• Excerpt provided:
%%

Tom Coburn, one of the three Republican members of the Senate's "Gang of Six" attempting to develop a bipartisan long-term fiscal plan, appears to be ruling out any proposals calling for a meaningful increase in revenue:
"There's no plan to have a significant tax hike on anyone," Coburn said on conservative talker Laura Ingraham's radio show. "I don't think there's any of the three of us who will embrace tax hikes."...
The Oklahoma conservative suggested that the Gang of Six is examining a kind of tax reform similar to the type suggested by President Obama's fiscal commission, in which marginal rates are lowered but many tax credits are eliminated from the code.
"Will some people pay increased taxes? I'm sure they will," Coburn said of the resulting tax burden from such a plan.
Assuming that Coburn is using current tax rates as his baseline, what he's saying pretty much rules out the possibility of the Gang of Six producing a comprehensive and balanced deficit reduction plan. Without revenue increases, the only way to close the deficit is to cut spending, and that means doing things like ending Medicare, as the the House has already proposed.

%%

(Point localization data)

%%

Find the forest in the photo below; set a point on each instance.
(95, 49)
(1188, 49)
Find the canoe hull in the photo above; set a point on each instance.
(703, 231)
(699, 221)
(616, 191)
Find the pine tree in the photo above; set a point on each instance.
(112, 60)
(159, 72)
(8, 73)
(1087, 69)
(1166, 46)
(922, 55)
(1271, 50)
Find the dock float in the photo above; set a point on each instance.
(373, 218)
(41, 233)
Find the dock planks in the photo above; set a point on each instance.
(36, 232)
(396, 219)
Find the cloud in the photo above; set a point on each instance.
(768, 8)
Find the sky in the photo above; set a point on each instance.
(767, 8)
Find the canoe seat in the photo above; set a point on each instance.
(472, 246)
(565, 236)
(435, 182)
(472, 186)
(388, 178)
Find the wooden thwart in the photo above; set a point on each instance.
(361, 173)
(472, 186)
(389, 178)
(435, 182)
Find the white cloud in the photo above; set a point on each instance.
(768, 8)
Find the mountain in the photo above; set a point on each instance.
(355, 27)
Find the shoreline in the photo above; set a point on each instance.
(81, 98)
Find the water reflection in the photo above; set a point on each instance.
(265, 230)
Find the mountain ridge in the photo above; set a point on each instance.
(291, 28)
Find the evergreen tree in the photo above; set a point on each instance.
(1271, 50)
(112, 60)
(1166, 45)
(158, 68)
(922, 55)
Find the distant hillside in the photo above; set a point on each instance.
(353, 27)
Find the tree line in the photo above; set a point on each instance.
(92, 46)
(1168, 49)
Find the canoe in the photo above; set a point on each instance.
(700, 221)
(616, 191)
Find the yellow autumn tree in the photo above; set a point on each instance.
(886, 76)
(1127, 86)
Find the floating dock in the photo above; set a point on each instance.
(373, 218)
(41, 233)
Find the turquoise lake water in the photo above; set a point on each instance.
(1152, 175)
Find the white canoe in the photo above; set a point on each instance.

%%

• Exercise prompt: Resume the commentary on Tom Coburn's remarks about the Gang of Six fiscal plan, beginning right after its final sentence. The listing is unrelated material that stands apart from the text.

• Response box:
However, in the unlikely scenario that Coburn is using current law as his baseline, his statement isn't all that big deal?under current law, at the end of 2012, the Bush tax cuts expire across the board. It's not that hard to put together a reasonable long-term fiscal plan using the tax code of the Clinton era as a starting point.
Unfortunately, I've seen nothing to suggest that Coburn was using current law as his baseline. And by taking any meaningful revenue growth off the table, even revenue growth that will occur under current law, Coburn's statement seems likely to doom the Gang of Six to failure.
The good news is that current law isn't a bad alternative to a negotiated agreement, so there's no point in taking a bad deal.